● SELECTED TEXT:
◆ ◆ ◆ ◆ ◆ ◆ ◆

- Orbison in 2010
- Born: Barbara Anne Marie Wellhöner Jakobs January 10, 1950 Bielefeld, West Germany
- Died: December 6, 2011 (aged 61) Los Angeles, California, U.S.
- Occupations: Entrepreneur, music producer/publisher
- Years active: 1969−2011
- Spouse: Roy Orbison ​ ​(m. 1969; died 1988)​
- Children: 2, including Alex

= Barbara Orbison =

German entrepreneur and music producer (1950–2011)

Barbara Orbison (born Barbara Anne Marie Wellhöner Jakobs; January 10, 1950 – December 6, 2011) was a German-born United States–based entrepreneur, music producer and publisher, and the second wife of American musician Roy Orbison.

◆ ◆ ◆ ◆ ◆ ◆ ◆

● RAW DATA:
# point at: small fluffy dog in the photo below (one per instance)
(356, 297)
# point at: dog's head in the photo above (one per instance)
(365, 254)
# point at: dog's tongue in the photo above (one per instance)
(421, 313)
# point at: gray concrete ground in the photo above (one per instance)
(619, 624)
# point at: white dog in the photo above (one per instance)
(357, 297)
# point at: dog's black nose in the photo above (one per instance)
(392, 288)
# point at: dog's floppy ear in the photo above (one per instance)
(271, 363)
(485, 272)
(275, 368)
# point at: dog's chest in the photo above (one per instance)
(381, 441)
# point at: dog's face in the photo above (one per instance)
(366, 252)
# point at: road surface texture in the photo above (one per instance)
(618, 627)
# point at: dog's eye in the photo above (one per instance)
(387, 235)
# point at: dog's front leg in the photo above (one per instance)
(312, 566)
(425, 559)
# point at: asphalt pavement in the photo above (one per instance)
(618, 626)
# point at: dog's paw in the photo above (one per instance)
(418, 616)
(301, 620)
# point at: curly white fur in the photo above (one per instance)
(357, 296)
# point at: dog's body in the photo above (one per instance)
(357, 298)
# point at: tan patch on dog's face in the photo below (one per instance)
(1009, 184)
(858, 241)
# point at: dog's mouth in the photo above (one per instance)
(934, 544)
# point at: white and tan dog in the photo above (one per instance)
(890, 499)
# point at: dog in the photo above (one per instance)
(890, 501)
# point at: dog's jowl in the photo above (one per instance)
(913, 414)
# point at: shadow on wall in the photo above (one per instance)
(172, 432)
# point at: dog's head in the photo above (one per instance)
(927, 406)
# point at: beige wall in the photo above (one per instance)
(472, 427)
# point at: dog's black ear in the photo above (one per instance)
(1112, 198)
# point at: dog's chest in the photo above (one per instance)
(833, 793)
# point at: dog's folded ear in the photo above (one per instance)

◆ ◆ ◆ ◆ ◆ ◆ ◆

● ACTIVITY: Extract the passage of the Barbara Orbison text starting at "- Orbison in" and ending at "music producer (1950–2011)". Answer using only the text about Barbara Orbison.

● EXERCISE SOLUTION:
- Orbison in 2010
- Born: Barbara Anne Marie Wellhöner Jakobs January 10, 1950 Bielefeld, West Germany
- Died: December 6, 2011 (aged 61) Los Angeles, California, U.S.
- Occupations: Entrepreneur, music producer/publisher
- Years active: 1969−2011
- Spouse: Roy Orbison ​ ​(m. 1969; died 1988)​
- Children: 2, including Alex

= Barbara Orbison =

German entrepreneur and music producer (1950–2011)